_Extract provided_
--- --- ---

Format: version-trace_id-parent_span_id-trace_flags

Implementation

Python:

from opentelemetry.propagate import inject, extract
import requests

# Inject context into outgoing request
headers = {}
inject(headers)
requests.get("https://api.example.com", headers=headers)

# Extract context from incoming request
from flask import request
ctx = extract(request.headers)

Node.js:

const { propagation } = require('@opentelemetry/api');

// Inject
const headers = {};
propagation.inject(context.active(), headers);
axios.get('https://api.example.com', { headers });

// Extract
const ctx = propagation.extract(context.active(), req.headers);

HTTP Example:

curl -H "traceparent: 00-0af7651916cd43dd8448eb211c80319c-b7ad6b7169203331-01" \
     https://api.example.com/users

Sampling Strategies

1. Always On/Off

from opentelemetry.sdk.trace import TracerProvider
from opentelemetry.sdk.trace.sampling import ALWAYS_ON, ALWAYS_OFF

# Development: trace everything
provider = TracerProvider(sampler=ALWAYS_ON)

# Production: trace nothing (usually not desired)
provider = TracerProvider(sampler=ALWAYS_OFF)

2. Probability-Based

from opentelemetry.sdk.trace.sampling import TraceIdRatioBased

# Sample 10% of traces
provider = TracerProvider(sampler=TraceIdRatioBased(0.1))

3. Rate Limiting

from opentelemetry.sdk.trace.sampling import ParentBased, RateLimitingSampler

# Sample max 100 traces per second
sampler = ParentBased(root=RateLimitingSampler(100))
provider = TracerProvider(sampler=sampler)

4. Parent-Based (Default)

--- --- ---

_Dataset extract_

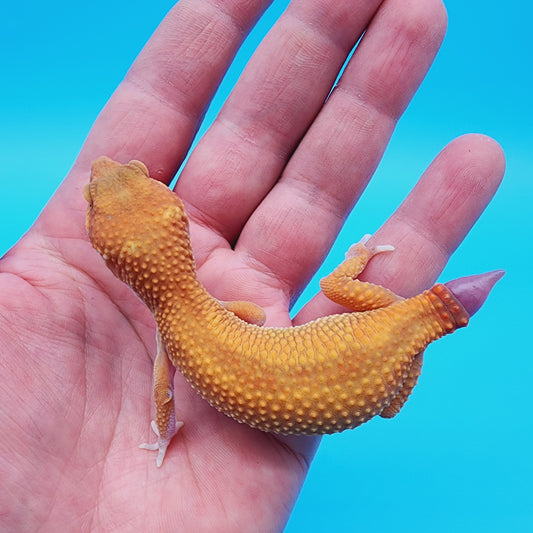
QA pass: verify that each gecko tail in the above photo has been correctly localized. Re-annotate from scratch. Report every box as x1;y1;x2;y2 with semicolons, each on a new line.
445;270;505;316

--- --- ---

_Set of tasks_
(1) Reproduce the portion of the OpenTelemetry passage from "2. Probability-Based" up to and including "provider = TracerProvider(sampler=TraceIdRatioBased(0.1))".
(2) In the OpenTelemetry passage, what is the maximum number of traces per second sampled in the rate-limiting example?

_Complete answers_
(1)
2. Probability-Based

from opentelemetry.sdk.trace.sampling import TraceIdRatioBased

# Sample 10% of traces
provider = TracerProvider(sampler=TraceIdRatioBased(0.1))

(2) 100 traces per second.